*** DOCUMENT TEXT

It’s hard to imagine, but this vegan version of chocolate mousse offers the same satisfaction as its richer, less healthy sibling. Contributed by my colleague Dr. Lynn Blair, it has all of the same creaminess, the satiny, melt-in-your-mouth pleasure, and the full, no-holds-barred taste you expect from a dense and rich chocolate mousse. And if that’s not enough, just add plenty of great health benefits. Soy contains isoflavones, which help preserve bone density, lower your risk of certain cancers, and may alleviate menopausal symptoms. Dark chocolate has catechins, which are neuroprotective, and theobromine, which improves blood flow and lowers blood pressure.

******
*** DATA TO EXAMINE

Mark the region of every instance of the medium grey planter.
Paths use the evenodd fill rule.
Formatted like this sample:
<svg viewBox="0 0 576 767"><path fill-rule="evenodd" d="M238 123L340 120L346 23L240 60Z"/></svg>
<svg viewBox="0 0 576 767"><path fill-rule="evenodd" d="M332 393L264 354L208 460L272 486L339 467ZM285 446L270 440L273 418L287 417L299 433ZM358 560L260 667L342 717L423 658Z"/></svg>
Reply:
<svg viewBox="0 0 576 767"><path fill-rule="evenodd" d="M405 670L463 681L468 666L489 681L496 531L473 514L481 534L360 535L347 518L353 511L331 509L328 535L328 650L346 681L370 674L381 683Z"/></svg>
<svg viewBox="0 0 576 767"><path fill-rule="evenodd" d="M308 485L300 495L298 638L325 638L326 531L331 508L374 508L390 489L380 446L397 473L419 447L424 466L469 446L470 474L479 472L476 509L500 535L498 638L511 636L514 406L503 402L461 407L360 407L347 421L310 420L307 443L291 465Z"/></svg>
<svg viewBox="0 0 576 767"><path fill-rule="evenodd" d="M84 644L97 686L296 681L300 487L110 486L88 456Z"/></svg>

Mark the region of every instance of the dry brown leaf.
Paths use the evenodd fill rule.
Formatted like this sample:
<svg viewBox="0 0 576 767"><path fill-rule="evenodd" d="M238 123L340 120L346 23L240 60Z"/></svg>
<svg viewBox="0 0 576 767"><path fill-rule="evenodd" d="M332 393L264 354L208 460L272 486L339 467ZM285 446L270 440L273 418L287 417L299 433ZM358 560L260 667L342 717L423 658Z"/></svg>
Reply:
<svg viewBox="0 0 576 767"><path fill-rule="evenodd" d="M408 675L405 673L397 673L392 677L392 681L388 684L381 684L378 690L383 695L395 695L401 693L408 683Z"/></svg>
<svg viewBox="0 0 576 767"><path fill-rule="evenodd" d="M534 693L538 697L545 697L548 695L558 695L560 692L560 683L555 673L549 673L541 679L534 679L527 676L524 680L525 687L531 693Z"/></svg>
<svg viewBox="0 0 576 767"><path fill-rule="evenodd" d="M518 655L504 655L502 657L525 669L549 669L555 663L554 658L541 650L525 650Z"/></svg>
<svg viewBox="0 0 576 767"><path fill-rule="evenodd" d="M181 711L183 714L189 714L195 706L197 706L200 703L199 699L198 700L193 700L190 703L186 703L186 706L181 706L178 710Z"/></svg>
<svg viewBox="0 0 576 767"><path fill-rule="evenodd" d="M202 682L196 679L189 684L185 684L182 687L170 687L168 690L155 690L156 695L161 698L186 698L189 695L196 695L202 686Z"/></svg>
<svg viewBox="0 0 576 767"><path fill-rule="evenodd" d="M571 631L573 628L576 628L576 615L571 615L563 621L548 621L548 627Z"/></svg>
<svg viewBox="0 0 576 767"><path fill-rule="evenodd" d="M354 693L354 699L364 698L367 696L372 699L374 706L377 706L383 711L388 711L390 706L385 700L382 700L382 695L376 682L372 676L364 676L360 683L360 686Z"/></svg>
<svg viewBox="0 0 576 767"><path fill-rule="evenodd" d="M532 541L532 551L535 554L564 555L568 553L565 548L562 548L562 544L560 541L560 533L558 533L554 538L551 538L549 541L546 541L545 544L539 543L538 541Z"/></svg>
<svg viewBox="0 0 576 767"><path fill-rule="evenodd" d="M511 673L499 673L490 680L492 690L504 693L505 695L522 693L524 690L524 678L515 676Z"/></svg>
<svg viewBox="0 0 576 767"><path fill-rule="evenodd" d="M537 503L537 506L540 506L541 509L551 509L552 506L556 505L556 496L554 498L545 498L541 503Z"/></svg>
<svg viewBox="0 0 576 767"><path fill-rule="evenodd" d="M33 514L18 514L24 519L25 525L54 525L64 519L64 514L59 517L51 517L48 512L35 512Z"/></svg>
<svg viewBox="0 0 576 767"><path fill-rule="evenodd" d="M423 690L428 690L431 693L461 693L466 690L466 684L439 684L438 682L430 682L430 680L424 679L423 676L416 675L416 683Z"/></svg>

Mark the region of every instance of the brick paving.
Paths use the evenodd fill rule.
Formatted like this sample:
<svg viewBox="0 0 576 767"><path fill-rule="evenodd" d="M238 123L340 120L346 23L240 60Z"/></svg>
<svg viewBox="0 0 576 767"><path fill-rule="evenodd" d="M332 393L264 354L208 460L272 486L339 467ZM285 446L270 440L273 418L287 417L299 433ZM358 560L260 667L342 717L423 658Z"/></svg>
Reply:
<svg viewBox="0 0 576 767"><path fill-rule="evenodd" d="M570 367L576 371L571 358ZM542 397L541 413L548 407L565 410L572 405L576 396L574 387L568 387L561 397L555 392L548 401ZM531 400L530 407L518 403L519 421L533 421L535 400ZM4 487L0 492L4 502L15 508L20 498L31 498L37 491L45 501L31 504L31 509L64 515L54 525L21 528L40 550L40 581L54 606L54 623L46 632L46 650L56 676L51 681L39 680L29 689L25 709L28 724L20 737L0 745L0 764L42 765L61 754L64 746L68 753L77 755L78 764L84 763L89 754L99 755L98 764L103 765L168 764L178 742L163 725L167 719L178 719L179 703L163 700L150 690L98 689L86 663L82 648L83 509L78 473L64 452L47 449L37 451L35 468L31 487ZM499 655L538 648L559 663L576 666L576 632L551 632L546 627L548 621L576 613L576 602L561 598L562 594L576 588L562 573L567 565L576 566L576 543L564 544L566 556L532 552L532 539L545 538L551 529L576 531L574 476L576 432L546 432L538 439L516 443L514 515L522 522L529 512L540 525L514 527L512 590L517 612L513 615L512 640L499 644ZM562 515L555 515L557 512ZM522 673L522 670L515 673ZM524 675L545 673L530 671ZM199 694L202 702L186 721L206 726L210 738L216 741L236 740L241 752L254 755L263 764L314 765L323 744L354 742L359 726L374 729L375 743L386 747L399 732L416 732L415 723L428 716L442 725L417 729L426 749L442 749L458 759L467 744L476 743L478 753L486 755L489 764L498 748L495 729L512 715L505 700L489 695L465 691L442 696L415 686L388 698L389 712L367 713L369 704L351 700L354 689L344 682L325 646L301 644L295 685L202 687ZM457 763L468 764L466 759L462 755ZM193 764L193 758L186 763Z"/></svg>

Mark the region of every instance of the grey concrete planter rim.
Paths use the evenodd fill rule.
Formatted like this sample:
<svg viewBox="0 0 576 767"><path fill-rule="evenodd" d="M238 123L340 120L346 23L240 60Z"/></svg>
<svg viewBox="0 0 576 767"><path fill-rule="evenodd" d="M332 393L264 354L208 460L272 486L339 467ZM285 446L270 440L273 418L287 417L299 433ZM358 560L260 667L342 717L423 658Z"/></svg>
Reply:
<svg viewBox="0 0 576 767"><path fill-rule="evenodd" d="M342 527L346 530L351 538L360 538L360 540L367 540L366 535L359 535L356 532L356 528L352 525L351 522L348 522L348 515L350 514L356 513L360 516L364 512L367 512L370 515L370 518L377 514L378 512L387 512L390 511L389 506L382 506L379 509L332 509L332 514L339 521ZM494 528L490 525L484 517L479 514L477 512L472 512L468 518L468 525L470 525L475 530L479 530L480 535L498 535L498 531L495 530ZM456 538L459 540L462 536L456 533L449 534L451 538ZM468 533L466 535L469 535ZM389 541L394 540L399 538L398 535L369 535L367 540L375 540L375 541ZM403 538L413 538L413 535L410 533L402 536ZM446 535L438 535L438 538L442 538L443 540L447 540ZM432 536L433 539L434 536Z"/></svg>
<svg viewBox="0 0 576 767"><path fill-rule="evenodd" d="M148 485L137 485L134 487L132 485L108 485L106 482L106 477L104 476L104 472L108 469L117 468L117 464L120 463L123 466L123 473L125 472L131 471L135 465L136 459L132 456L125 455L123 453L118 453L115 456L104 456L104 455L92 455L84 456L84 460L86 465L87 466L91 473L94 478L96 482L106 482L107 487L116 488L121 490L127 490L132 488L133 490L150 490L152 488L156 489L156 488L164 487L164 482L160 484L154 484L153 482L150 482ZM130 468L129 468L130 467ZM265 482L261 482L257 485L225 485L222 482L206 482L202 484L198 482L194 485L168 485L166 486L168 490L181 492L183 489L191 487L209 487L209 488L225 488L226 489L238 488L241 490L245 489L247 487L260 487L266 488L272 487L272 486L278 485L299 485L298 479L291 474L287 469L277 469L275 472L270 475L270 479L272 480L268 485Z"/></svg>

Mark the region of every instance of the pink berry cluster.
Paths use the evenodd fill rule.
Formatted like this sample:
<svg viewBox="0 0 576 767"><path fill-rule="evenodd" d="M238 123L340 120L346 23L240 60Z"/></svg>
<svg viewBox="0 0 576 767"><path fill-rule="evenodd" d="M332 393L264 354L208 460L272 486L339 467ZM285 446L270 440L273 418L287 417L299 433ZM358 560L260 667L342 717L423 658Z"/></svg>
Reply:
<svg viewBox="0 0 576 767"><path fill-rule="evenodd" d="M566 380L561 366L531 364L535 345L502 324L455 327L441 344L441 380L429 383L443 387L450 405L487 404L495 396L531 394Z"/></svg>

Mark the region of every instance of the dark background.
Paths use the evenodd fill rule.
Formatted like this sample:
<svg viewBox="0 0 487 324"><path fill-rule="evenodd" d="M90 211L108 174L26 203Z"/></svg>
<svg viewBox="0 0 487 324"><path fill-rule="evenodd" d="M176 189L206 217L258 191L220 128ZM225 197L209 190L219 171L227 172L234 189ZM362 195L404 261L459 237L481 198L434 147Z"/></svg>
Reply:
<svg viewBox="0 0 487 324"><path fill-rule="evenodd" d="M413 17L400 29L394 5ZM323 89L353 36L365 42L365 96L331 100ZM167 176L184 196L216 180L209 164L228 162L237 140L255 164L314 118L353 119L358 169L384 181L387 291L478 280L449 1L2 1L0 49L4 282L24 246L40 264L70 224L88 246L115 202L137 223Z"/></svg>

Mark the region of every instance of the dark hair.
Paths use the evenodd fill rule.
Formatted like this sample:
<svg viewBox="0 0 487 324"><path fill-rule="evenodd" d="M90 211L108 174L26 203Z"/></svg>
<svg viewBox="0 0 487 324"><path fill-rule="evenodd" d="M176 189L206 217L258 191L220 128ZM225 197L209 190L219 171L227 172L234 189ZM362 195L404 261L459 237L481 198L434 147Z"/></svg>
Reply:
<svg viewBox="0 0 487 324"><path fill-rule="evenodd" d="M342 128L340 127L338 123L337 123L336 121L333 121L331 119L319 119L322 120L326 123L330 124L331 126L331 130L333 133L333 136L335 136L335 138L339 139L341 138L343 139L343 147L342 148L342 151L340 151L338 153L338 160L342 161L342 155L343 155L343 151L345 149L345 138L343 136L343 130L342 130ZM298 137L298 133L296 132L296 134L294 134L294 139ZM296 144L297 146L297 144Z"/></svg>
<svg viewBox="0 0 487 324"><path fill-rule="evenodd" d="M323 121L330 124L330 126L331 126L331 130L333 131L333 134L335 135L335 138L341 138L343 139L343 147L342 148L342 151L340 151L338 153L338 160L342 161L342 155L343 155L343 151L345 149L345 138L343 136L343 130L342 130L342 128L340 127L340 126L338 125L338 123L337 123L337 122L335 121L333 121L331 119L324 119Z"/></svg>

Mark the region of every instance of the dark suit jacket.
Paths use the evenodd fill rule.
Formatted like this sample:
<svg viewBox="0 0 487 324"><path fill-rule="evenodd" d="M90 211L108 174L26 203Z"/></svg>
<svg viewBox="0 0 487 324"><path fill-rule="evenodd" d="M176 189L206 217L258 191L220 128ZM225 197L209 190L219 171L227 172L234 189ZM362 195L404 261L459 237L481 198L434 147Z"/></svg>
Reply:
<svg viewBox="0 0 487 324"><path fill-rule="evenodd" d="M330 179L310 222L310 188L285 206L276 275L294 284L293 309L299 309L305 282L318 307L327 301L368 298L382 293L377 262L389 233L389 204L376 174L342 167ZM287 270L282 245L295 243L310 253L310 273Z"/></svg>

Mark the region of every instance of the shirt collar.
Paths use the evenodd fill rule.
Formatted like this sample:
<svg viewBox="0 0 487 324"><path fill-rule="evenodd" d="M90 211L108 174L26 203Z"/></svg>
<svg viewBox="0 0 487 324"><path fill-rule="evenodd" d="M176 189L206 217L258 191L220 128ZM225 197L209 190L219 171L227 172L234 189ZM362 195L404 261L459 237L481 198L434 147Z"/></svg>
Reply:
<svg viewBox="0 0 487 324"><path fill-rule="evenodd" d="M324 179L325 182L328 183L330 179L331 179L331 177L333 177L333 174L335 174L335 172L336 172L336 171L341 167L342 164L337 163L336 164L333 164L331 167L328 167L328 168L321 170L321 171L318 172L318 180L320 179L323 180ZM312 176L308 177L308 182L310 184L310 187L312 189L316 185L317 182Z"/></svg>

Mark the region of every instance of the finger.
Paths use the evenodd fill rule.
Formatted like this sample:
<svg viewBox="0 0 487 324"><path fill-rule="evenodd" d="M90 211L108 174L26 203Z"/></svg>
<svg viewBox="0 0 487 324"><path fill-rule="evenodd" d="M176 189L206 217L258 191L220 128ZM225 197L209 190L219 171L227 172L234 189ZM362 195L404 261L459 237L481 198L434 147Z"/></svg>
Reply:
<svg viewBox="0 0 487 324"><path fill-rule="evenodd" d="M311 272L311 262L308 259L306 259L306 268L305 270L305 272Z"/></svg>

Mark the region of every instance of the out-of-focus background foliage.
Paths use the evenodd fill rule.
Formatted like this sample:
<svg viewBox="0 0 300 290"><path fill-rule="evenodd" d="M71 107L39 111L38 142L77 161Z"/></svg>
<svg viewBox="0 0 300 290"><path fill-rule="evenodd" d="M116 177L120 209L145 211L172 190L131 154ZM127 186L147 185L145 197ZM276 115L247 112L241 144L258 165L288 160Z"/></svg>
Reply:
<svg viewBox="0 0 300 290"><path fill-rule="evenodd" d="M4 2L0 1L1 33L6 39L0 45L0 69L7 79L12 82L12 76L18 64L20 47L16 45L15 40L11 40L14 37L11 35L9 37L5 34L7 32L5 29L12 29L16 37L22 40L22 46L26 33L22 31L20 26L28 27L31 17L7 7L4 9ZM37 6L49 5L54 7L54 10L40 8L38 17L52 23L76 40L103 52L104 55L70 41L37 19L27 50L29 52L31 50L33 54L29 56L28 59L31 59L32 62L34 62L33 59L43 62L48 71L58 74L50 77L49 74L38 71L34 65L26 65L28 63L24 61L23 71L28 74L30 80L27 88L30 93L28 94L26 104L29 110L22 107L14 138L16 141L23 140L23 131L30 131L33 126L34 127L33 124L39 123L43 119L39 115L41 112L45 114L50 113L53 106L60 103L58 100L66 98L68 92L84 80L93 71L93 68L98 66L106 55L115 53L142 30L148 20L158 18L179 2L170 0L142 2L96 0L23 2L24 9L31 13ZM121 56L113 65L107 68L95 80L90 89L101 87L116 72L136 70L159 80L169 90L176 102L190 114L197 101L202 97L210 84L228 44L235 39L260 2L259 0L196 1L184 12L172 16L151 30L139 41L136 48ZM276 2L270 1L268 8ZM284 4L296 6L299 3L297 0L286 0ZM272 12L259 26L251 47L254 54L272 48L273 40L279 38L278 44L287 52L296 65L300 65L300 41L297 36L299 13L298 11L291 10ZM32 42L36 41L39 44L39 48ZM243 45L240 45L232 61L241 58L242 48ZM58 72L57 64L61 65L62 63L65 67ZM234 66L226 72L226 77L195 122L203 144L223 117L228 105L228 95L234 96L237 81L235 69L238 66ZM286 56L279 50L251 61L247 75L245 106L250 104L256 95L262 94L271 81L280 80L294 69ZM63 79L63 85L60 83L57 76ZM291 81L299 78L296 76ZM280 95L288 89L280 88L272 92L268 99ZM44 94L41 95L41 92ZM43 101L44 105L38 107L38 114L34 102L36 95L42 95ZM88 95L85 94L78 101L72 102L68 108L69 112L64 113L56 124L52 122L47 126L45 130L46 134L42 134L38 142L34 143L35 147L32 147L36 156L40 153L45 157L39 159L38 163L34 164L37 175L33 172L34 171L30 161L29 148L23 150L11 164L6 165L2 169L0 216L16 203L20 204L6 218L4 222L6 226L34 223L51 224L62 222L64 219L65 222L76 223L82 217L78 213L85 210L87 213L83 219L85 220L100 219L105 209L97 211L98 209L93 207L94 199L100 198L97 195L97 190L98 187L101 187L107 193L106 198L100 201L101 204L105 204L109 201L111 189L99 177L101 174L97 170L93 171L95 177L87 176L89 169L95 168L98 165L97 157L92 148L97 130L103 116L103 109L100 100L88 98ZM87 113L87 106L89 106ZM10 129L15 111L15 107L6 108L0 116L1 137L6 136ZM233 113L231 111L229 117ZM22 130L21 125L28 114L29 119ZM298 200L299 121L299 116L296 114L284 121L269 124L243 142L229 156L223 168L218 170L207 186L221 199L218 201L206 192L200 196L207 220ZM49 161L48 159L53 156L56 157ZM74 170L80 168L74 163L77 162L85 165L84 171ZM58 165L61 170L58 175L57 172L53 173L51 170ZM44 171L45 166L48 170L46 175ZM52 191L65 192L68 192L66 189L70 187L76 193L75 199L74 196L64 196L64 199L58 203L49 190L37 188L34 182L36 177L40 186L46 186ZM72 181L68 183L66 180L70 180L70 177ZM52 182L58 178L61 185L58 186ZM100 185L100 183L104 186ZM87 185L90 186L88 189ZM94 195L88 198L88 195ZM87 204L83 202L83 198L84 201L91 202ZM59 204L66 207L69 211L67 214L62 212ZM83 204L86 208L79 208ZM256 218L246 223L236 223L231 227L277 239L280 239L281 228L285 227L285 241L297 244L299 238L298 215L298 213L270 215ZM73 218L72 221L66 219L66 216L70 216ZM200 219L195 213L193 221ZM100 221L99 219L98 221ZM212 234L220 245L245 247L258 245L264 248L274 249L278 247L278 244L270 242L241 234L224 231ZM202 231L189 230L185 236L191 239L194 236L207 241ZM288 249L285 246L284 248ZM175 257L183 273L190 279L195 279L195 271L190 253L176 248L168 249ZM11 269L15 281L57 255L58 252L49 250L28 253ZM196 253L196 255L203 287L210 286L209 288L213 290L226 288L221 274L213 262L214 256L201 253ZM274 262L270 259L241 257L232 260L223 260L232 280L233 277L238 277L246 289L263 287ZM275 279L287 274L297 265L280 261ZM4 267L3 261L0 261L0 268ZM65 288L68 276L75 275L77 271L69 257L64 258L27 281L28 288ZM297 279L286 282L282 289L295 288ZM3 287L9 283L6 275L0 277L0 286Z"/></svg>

******

**TASK REQUIREMENTS:**
(A) Answer these questions from the vegan chocolate mousse text:
(i) Who contributed the recipe?
(ii) Which compounds in soy does the text name?
(iii) According to the text, what does theobromine do?
(B) Continue the text on vegan chocolate mousse from its last sentence.

**ANSWERS PROVIDED:**
(A)
(i) Dr. Lynn Blair, the writer's colleague.
(ii) Isoflavones.
(iii) It improves blood flow and lowers blood pressure.

(B)
8 oz. high-quality dark chocolate, broken into pieces
¼ cup unsweetened cocoa powder
1 Tbs. soy or almond milk
¼ cup water
⅛ tsp. vanilla extract
2 Tbs. Grand Marnier liqueur
¼ cup sugar or xylitol
¼ cup honey
1 package (9–10 oz.) or 1¼ cups silken tofu, well drained
1/2 cup slice kumquats, as garnish
1. In the top of a double boiler, melt the chocolate, cocoa powder, milk, water, vanilla extract, liqueur, and sugar, stirring constantly until the chocolate is fully melted.
2. Remove from the heat and stir in the honey. Set aside.
3. Blend the tofu in a food processor for 2–3 minutes or until very smooth.
4. Fold the tofu into the chocolate mixture.
5. Spoon the mousse into serving bowls and chill in the refrigerator for at least 3 hours.
6. Garnish with the sliced kumquats.